WRITTEN REQUEST
Answer these questions from the ANOVA text below.
(a) How many groups is ANOVA used to compare?
(b) What does the F-value indicate?
(c) Below what p-value can the null-hypothesis typically be declared rejected?

EXCERPT
#  ANOVA

In statistics, **Analysis of Variance (ANOVA)** is also used to analyze the differences among group means. The difference between t-test and ANOVA is the former is ued to compare two groups whereas the latter is used to compare three or more groups. [Read more about the difference between t-test and ANOVA](http://b.link/anova24).

From the ANOVA test, you receive two numbers. The first number is called the **F-value** which indicates whether your null-hypothesis can be rejected. The critical F-value that rejects the null-hypothesis varies according to the number of total subjects and the number of subject groups in your experiment. In [this table](http://b.link/eda14) you can find the critical values of the F distribution. **If you are confused by the massive F-distribution table, don't worry. Skip F-value for now and study it at a later time. In this challenge you only need to look at the p-value.**

The p-value is another number yielded by ANOVA which already takes the number of total subjects and the number of experiment groups into consideration. **Typically if your p-value is less than 0.05, you can declare the null-hypothesis is rejected.**

In this challenge, we want to understand whether there are significant differences among various types of pokemons' `Total` value, i.e. Grass vs Poison vs Fire vs Dragon... There are many types of pokemons which makes it a perfect use case for ANOVA.

DATA
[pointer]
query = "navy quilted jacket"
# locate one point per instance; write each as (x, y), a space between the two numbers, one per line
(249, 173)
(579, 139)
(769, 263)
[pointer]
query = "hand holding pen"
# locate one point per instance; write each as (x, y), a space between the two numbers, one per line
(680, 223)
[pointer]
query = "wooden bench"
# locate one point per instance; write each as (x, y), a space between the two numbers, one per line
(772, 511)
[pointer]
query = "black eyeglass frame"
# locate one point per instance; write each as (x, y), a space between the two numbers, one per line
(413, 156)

TASK ANSWER
(a) Three or more groups.
(b) Whether the null-hypothesis can be rejected.
(c) 0.05.